__Work to complete__.
1. Repeat the forum post about choosing a carry pistol word for word, from "## cmaki413 (Feb" down to "our in public.".
2. In the forum post about choosing a carry pistol, what revolver does the poster already own and shoot well?

__Source passage__.

# A little advice needed



## cmaki413 (Feb 11, 2010)

Hey guys,

I'm new on the forums, but not to guns. I've grown up shooting and love it. I currently live in a college dorm so i'm not worried about now, but when i turn 21, I plan to apply for a CCW permit in Minnesota. However, I'm looking at pistols that I can conceal and still shoot well. I'd like to get one now, so I am 100% confident with it before I ever bring it our in public.

I've been looking at everything from 1911's to revolvers, and have decided i want a semi auto. I have a .38 S&W Airweight snubby that I can shoot well, but it's not what I want to carry. Something about 5 rounds just wouldn't comfort me, and I'd like something a little easier to control. What do you guys recommend. I'm really looking at a Kimber or Springfield 1911, or a Springy XDm .40. I'm sure plenty of you have shot and carried a 1911, but does anyone have a XDm? Are 9mm even worth it? Also, I'm 6 feet and 165 pounds with a pretty athletic build, so it's not like I can hide a cannon. What do you guys think.

Stored data records
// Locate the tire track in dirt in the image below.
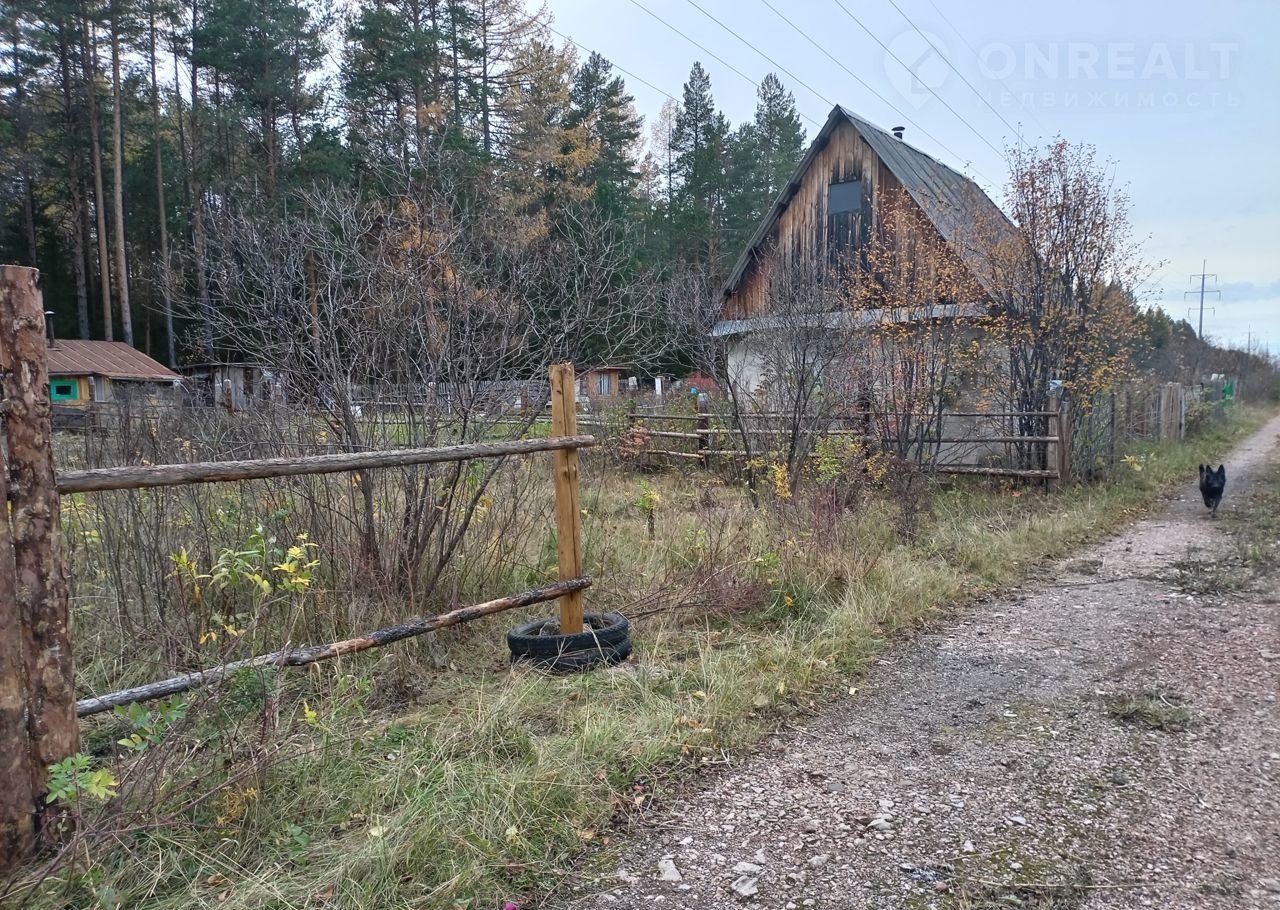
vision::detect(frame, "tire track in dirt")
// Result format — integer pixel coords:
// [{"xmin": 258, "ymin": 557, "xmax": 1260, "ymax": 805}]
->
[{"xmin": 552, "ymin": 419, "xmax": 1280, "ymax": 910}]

...

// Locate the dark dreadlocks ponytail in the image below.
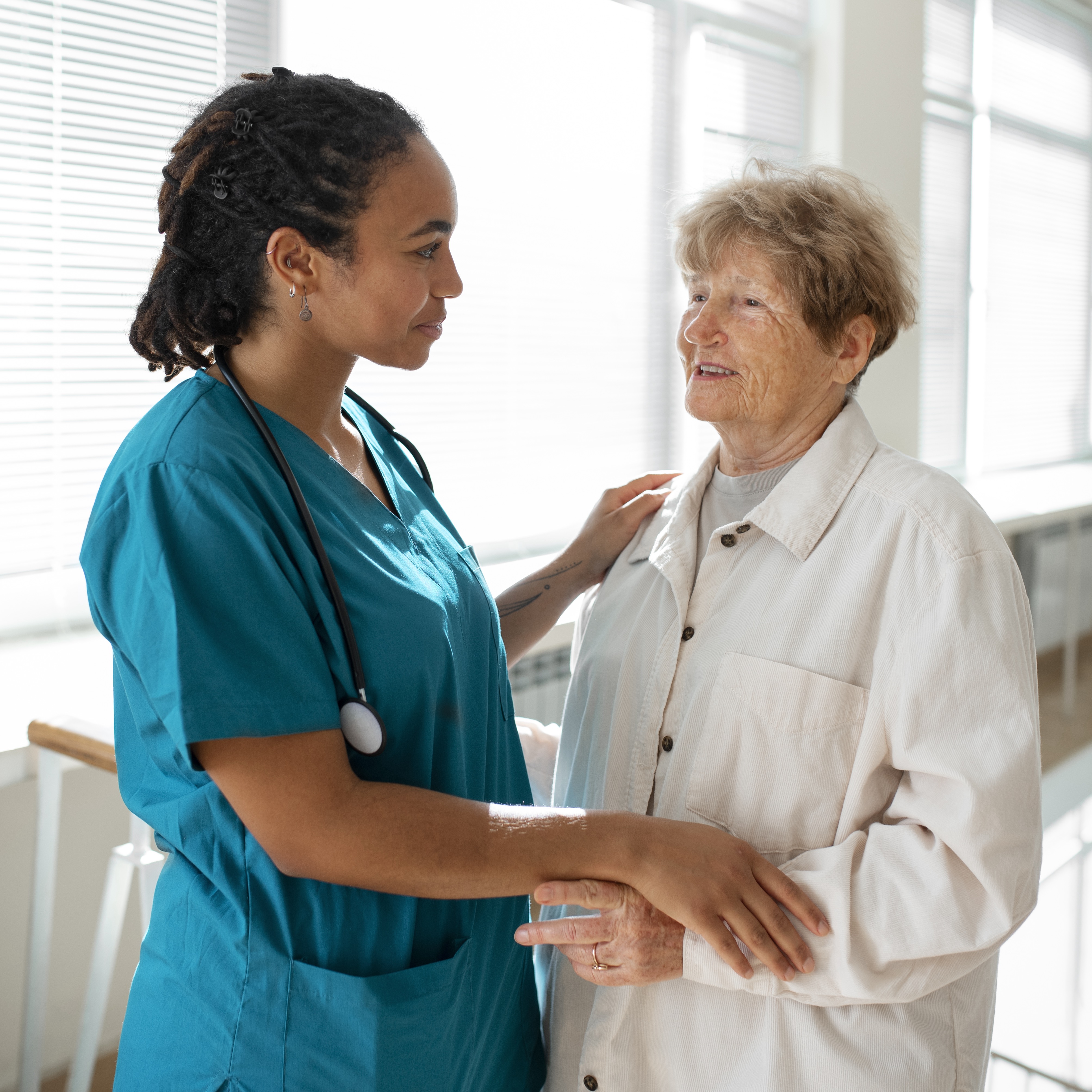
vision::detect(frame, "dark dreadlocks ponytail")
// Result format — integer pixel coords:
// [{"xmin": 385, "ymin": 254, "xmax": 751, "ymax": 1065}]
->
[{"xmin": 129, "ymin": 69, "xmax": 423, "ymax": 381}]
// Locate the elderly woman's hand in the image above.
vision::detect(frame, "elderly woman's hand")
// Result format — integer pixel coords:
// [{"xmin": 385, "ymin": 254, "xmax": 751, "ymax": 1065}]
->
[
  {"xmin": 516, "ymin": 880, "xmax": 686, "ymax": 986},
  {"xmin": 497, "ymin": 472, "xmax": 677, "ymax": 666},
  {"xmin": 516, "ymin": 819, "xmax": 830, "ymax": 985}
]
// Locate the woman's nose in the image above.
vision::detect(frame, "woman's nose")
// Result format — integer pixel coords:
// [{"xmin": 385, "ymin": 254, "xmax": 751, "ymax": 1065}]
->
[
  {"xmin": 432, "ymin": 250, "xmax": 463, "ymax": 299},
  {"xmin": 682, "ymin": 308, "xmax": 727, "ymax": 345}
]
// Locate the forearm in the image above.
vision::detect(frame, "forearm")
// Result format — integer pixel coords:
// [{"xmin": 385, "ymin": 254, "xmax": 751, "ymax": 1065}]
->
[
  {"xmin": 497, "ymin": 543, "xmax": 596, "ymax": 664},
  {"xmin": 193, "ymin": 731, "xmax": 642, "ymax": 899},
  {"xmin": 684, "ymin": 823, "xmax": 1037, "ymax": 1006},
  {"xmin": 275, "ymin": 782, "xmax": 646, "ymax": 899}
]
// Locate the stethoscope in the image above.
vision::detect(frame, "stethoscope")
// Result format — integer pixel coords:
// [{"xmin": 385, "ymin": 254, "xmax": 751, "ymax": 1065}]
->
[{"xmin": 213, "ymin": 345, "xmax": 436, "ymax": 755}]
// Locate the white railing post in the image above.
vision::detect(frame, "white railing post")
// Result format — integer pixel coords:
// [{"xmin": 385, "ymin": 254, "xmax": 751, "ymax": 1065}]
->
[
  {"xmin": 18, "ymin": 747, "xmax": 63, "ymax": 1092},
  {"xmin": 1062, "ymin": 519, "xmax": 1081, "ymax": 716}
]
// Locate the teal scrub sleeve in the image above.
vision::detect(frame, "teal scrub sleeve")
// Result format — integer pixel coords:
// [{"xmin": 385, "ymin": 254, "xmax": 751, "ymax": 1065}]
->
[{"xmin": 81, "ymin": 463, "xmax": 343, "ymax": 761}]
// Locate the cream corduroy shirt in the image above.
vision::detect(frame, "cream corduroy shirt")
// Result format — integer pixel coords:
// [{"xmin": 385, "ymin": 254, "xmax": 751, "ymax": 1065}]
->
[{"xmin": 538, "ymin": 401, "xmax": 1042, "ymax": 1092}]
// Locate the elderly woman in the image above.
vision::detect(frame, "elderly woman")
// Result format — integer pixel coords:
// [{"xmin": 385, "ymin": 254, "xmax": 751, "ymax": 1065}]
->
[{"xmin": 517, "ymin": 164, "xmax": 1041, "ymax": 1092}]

* * *

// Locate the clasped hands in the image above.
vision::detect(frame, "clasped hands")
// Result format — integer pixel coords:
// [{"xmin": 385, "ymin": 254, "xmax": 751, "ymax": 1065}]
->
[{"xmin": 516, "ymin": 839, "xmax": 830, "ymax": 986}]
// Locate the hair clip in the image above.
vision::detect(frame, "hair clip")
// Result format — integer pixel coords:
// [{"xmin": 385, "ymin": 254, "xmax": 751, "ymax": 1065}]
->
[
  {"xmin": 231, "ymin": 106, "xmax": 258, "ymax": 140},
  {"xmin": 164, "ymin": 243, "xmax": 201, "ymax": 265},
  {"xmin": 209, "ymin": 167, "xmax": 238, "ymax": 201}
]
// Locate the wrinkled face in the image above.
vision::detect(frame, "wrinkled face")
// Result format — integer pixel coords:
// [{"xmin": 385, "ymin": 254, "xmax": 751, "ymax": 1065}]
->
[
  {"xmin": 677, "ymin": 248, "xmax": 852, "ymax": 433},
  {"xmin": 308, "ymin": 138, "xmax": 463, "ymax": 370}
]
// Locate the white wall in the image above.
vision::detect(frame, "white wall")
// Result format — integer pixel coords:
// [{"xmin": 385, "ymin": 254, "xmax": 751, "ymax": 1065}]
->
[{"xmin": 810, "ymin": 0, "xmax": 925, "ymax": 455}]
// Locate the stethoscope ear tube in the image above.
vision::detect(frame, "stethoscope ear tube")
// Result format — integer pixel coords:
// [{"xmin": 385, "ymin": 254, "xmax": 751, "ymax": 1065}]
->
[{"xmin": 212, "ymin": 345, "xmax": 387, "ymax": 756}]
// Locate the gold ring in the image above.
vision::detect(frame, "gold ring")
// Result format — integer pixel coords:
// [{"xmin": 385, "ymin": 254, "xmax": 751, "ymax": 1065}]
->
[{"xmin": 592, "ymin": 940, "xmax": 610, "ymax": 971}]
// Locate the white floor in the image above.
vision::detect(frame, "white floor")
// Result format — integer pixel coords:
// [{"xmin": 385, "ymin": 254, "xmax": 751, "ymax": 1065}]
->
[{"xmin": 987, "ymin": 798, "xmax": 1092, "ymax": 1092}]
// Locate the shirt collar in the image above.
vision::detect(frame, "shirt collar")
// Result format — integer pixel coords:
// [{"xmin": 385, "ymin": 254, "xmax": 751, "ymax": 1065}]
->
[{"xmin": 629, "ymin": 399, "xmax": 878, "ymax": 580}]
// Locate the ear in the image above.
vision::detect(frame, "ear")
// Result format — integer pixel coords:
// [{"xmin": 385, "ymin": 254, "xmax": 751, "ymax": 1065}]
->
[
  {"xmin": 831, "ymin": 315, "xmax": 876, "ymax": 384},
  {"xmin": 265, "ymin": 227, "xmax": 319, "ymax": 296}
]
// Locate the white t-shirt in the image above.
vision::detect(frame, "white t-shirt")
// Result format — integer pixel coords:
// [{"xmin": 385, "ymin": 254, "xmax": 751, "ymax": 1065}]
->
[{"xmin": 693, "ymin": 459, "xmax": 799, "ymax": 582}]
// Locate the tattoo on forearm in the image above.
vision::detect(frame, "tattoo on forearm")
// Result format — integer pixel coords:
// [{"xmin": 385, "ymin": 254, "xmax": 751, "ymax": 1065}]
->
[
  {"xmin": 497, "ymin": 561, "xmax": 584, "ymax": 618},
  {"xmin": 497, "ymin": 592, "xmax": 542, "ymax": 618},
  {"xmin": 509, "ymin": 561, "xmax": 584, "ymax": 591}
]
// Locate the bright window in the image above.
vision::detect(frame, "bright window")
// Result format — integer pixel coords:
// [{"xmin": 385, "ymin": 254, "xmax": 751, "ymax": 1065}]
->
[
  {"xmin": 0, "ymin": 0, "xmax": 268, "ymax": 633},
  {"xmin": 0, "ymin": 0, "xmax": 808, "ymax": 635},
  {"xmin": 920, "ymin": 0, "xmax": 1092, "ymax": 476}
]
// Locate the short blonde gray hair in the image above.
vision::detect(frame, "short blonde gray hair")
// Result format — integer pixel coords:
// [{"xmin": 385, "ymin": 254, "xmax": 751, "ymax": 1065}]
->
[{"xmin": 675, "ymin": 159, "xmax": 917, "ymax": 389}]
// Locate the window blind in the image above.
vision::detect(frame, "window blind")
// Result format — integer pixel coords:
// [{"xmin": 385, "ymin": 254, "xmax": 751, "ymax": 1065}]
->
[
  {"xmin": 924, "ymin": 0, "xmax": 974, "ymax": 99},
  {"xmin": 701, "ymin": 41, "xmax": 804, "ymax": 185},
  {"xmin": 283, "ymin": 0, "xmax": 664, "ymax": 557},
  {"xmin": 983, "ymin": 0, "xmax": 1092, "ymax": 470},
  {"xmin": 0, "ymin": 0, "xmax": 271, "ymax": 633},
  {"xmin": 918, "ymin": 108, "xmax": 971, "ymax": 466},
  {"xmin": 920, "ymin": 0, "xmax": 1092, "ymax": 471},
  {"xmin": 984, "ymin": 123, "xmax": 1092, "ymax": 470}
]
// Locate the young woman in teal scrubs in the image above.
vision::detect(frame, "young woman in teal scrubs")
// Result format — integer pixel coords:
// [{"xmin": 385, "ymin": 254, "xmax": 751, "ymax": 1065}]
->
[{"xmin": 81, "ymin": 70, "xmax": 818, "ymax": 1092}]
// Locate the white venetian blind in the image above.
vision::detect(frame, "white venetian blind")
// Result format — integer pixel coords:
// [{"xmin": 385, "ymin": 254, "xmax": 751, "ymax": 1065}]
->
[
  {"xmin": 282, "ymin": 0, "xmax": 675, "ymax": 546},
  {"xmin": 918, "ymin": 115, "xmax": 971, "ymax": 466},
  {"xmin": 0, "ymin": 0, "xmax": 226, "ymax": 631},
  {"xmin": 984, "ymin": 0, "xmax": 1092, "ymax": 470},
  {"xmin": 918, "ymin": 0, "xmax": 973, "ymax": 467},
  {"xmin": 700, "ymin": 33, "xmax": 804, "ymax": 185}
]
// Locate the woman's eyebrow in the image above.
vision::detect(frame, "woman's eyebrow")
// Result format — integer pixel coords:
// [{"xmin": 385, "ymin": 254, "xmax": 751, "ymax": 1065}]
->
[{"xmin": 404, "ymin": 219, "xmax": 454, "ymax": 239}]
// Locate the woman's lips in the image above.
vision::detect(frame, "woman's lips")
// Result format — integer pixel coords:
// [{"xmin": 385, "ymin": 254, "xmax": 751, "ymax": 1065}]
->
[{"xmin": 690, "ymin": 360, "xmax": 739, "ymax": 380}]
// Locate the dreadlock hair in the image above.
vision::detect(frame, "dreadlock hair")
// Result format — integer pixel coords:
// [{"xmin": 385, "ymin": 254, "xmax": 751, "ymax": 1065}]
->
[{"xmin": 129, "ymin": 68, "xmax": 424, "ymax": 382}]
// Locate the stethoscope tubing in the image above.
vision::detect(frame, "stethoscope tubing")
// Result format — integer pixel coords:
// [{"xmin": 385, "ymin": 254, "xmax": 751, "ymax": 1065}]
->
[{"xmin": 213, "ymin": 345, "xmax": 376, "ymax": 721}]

__Results of the tasks__.
1.
## cmaki413 (Feb 11, 2010)

Hey guys,

I'm new on the forums, but not to guns. I've grown up shooting and love it. I currently live in a college dorm so i'm not worried about now, but when i turn 21, I plan to apply for a CCW permit in Minnesota. However, I'm looking at pistols that I can conceal and still shoot well. I'd like to get one now, so I am 100% confident with it before I ever bring it our in public.

2. A .38 S&W Airweight snubby.